+++ Text section +++
# deadliest catch



## discounthunter (Apr 20, 2010)

since axmen is over , how about we follow deadliest catch season. this season seems i little odd to watch knowing Phil is no longer with them.

i did like the jake and jake switch, should help straighten those boys up.


----------



## DJ4wd (Apr 20, 2010)

Yeah I really like this show alot as well. I watched it way before Axman came out. I also like the Jake swap, it seems to be working out so far.


----------



## mtfallsmikey (Apr 21, 2010)

Missed the first one, fell asleep halfway thru last nite's episode, where's Russell?


----------



## DJ4wd (Apr 21, 2010)

Hes on another new ship and still running his gums lol


----------



## mtfallsmikey (Apr 21, 2010)
+++ Given data +++
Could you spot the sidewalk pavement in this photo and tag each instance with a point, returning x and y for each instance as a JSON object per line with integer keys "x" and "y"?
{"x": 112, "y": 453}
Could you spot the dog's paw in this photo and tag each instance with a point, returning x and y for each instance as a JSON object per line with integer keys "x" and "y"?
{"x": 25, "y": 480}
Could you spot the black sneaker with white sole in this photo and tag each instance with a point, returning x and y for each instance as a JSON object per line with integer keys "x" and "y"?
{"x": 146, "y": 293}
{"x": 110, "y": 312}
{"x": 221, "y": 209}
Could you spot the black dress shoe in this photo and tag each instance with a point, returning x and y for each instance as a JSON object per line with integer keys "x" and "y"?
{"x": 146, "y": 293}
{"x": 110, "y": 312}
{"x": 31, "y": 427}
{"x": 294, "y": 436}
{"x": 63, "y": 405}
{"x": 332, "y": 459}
+++
Written instruction:
Please continue the Deadliest Catch forum thread from its last line.

The output:
DJ4wd said:


> Hes on another new ship and still running his gums lol



So he's not on the Wizard anymore?


----------



## rubygal (Apr 21, 2010)

*Wizard*

Saw a JM Browning Logging sweatshirt on one of the wizard crewmen last night....


----------



## discounthunter (Apr 21, 2010)

russels on the kodiak ,he sounds like hes bragging being cut from 2 of the best boats out there.

whats with the samoan ,first he chews on a cod then smears himself in cod blood on another.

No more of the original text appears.